§ **Exercise aim**
Return every line of the entries below word for word, unchanged and in the same order.

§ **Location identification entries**
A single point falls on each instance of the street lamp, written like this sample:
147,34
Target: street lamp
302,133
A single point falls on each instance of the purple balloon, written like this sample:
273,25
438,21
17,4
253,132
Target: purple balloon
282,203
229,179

§ **Solution for this task**
A single point falls on each instance of the street lamp, written like this sample:
147,34
Target: street lamp
302,133
A single point falls on each instance of the purple balloon, written like this sample:
273,25
438,21
17,4
253,132
Target: purple balloon
282,203
229,179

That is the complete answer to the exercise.